— WHAT THE EXERCISE ASKS —
Read through the data, and wherever a line holds the word "instance", write that line out.

— SUPPLIED DATA —
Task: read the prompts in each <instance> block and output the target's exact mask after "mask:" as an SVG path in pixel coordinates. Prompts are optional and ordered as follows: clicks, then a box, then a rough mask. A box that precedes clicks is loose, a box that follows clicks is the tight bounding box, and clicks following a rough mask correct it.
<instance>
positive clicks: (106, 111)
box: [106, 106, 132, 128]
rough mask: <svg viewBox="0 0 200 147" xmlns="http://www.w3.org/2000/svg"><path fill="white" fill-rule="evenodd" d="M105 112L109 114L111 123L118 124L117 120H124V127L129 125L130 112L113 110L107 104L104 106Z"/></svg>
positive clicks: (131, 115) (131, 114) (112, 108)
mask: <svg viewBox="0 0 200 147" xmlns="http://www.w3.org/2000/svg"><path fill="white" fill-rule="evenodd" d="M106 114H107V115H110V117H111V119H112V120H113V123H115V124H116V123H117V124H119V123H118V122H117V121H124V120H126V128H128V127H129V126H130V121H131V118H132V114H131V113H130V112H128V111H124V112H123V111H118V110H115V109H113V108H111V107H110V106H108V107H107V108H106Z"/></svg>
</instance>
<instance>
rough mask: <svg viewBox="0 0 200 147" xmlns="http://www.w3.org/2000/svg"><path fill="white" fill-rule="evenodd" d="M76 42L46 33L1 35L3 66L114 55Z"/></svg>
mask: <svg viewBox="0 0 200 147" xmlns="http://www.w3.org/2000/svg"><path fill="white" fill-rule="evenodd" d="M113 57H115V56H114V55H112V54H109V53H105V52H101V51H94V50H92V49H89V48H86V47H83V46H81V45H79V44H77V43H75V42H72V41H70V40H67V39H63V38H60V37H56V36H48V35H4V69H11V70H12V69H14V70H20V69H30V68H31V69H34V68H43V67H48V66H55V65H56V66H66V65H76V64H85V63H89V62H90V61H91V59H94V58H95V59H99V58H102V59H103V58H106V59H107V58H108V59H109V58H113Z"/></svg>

— OUTPUT FOR THIS TASK —
Task: read the prompts in each <instance> block and output the target's exact mask after "mask:" as an SVG path in pixel coordinates. Prompts are optional and ordered as follows: clicks, then a box, then a rough mask. A box that precedes clicks is loose, a box that follows clicks is the tight bounding box, and clicks following a rough mask correct it.
<instance>
</instance>
<instance>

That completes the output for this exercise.